═══ Data supplied

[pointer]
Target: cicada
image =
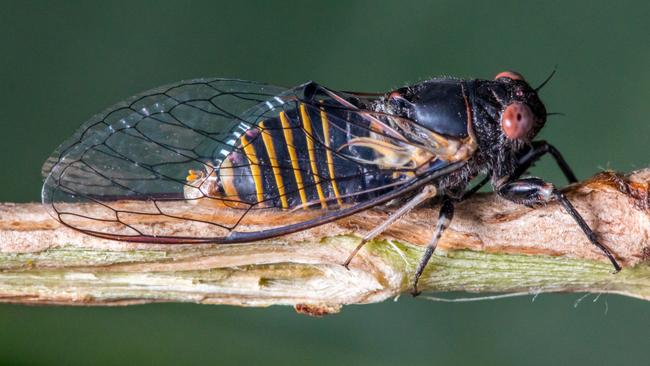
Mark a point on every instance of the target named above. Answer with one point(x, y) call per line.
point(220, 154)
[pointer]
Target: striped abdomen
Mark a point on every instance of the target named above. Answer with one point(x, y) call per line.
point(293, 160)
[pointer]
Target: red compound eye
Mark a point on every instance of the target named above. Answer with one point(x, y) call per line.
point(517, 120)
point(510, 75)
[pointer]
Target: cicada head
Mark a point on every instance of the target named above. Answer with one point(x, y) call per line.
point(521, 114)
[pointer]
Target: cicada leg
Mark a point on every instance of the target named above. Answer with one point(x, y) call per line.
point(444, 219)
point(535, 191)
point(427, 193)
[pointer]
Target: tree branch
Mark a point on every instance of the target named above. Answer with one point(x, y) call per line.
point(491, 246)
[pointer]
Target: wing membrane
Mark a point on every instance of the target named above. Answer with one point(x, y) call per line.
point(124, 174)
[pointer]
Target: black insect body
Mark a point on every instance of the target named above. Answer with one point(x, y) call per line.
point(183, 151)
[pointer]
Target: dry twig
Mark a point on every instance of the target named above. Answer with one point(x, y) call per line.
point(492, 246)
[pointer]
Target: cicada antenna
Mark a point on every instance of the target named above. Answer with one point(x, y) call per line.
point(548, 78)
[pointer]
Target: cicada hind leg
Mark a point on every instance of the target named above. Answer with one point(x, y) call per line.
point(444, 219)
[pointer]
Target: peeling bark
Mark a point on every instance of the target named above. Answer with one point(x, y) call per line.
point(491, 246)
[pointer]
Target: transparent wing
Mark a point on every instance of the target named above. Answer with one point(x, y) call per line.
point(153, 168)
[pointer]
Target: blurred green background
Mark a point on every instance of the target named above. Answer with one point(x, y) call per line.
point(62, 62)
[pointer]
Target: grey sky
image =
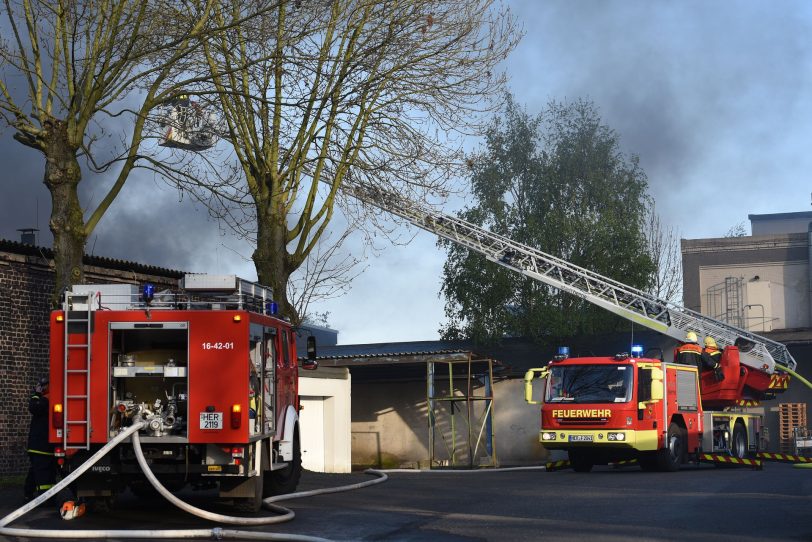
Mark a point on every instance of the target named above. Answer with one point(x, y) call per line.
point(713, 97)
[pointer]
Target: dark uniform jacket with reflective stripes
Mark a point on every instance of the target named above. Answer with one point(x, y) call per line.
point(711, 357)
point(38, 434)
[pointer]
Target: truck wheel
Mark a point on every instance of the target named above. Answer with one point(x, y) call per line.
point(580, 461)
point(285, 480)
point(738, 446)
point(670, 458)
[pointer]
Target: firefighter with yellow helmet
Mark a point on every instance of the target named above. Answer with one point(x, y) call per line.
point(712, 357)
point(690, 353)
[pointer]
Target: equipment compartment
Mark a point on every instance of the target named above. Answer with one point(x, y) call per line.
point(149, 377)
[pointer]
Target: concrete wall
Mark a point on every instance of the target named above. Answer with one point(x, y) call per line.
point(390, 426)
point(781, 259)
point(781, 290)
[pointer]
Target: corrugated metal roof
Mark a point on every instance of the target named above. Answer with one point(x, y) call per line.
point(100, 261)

══════

Starting at the beginning of the listing and ending at the line with "point(293, 160)", write those lines out again with "striped abdomen" renamed to "banded abdomen" and nothing else altered. Leave the pictures out of your answer.

[pointer]
Target: cicada
image =
Mark a point on every instance of the target named above. Answer with one point(x, y) call per line.
point(220, 154)
[pointer]
Target: banded abdomen
Mark a point on every instance of the target named above. Answer with one point(x, y) call per line.
point(293, 160)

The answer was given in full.